PROBLEM 1 → Name the social or occupational positions that, according to the passage on Muslims under Christian rule, Muslims in Christian kingdoms could hold.

In the twelfth and especially the thirteenth century, a large number of legal texts came to define the status of Muslims in Christian territory: treaties of capitulation, municipal or royal fueros, ecclesiastical councils. These documents demonstrate that the Muslims from Christian kingdoms could be slaves, free peasants, artisans, or mercenaries in the royal armies. The Muslims’ right to practice their faith was generally guaranteed. Religious conversions had to be voluntary—and only to Christianity, of course. The laws tried to maintain a certain level of segregation: marriage and sexual relations between Muslims and Christians were forbidden, public baths were not to accept Muslims and Christians at the same time, and so on. In theory, the Mudejar was supposed to be socially inferior to the Christian, just as the dhimmi in Islamic countries was inferior to the Muslim. Since the laws concerning the Muslims in Christian lands have been the object of many studies,35 I shall simply give a few examples, by way of comparison, of the legal provisions introduced to define and circumscribe the place of Muslims in Christian societies.

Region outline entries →
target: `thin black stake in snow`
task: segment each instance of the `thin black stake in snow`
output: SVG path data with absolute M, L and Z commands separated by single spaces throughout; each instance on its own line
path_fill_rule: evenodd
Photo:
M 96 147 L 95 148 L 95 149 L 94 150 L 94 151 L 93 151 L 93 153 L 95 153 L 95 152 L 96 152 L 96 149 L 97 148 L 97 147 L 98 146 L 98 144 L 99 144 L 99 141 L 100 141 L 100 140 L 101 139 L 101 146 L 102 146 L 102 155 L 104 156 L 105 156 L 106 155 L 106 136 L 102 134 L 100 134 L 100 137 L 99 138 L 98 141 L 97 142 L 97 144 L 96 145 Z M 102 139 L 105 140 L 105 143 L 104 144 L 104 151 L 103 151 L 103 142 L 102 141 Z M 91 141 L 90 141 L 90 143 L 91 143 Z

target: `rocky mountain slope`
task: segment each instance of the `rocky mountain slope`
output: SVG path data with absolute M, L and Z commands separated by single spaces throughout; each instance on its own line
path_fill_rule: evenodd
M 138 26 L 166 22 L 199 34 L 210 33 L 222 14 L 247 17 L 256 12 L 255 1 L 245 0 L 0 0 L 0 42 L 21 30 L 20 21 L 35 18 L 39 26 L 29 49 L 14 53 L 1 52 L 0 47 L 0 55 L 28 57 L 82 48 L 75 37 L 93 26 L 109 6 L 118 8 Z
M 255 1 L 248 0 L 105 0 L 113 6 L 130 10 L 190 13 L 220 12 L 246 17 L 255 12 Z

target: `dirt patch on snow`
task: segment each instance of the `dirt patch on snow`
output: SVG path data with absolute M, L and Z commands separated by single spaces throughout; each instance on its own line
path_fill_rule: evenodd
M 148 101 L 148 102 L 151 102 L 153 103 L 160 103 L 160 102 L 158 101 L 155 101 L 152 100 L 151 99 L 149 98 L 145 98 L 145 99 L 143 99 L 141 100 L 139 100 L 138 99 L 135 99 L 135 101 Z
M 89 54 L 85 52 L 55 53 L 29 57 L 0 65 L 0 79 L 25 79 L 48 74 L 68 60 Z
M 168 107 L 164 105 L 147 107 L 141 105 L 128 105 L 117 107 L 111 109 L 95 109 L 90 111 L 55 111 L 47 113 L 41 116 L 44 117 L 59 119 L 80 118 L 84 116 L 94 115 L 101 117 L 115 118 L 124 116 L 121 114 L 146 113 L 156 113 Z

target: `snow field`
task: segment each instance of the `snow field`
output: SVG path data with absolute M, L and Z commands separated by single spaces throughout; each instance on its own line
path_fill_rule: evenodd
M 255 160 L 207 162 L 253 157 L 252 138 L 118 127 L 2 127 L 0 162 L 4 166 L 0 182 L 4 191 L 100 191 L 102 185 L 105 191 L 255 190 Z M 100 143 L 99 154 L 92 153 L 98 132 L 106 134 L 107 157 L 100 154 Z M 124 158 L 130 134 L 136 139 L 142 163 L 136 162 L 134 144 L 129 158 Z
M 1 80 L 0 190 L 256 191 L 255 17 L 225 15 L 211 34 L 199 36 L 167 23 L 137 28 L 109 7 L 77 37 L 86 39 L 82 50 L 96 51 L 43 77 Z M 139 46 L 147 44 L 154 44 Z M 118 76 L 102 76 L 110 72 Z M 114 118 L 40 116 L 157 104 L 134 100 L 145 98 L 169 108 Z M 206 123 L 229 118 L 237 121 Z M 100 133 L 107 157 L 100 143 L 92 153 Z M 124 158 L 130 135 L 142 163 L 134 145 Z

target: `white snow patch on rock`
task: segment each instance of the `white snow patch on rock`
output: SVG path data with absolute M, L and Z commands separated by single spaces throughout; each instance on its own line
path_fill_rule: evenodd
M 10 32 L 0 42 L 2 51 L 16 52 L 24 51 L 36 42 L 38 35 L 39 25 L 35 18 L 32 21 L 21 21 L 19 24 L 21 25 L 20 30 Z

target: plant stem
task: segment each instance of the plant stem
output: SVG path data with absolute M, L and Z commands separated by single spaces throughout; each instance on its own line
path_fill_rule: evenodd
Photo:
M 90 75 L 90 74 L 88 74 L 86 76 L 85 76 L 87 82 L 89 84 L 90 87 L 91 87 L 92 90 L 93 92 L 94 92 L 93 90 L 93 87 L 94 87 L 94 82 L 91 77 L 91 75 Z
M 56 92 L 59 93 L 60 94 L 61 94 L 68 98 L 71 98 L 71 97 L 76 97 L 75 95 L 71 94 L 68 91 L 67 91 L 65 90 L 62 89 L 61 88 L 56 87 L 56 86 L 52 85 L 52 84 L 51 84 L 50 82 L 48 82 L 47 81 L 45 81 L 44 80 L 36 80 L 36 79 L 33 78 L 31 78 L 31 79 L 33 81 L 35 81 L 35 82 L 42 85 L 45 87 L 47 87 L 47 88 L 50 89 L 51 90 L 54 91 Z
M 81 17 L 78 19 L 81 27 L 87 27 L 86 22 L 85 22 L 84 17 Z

* * *

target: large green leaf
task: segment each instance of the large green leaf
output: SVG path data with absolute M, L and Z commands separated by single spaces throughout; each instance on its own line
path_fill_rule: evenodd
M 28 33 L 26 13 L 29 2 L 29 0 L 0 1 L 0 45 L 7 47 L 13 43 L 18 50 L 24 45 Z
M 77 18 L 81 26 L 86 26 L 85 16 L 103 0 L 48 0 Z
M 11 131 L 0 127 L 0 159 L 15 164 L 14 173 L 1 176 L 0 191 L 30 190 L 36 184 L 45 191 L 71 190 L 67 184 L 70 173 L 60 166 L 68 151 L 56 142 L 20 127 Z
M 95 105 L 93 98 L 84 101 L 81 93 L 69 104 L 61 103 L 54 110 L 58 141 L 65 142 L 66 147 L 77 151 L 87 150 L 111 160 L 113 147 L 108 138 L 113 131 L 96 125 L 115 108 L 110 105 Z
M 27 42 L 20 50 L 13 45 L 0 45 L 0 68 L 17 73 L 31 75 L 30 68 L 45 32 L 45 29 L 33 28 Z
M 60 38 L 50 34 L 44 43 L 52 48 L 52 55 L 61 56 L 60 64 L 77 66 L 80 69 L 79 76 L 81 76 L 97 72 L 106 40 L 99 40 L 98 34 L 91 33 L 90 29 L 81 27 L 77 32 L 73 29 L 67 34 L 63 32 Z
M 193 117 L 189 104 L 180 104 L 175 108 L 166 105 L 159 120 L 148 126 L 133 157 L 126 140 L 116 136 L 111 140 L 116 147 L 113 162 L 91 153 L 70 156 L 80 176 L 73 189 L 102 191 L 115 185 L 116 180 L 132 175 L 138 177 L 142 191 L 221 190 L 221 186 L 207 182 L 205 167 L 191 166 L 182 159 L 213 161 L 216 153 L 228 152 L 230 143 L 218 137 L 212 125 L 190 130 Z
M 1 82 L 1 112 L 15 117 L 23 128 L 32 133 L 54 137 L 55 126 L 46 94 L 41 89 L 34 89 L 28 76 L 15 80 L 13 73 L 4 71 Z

PROBLEM 2 → Select every line of the records above that contains the string "mountain", treating uppercase and lowercase letters as distinct.

WRITTEN ANSWER 1 → Slaves, free peasants, artisans, and mercenaries in the royal armies.

WRITTEN ANSWER 2 →
target: `rocky mountain slope`
task: segment each instance of the `rocky mountain slope`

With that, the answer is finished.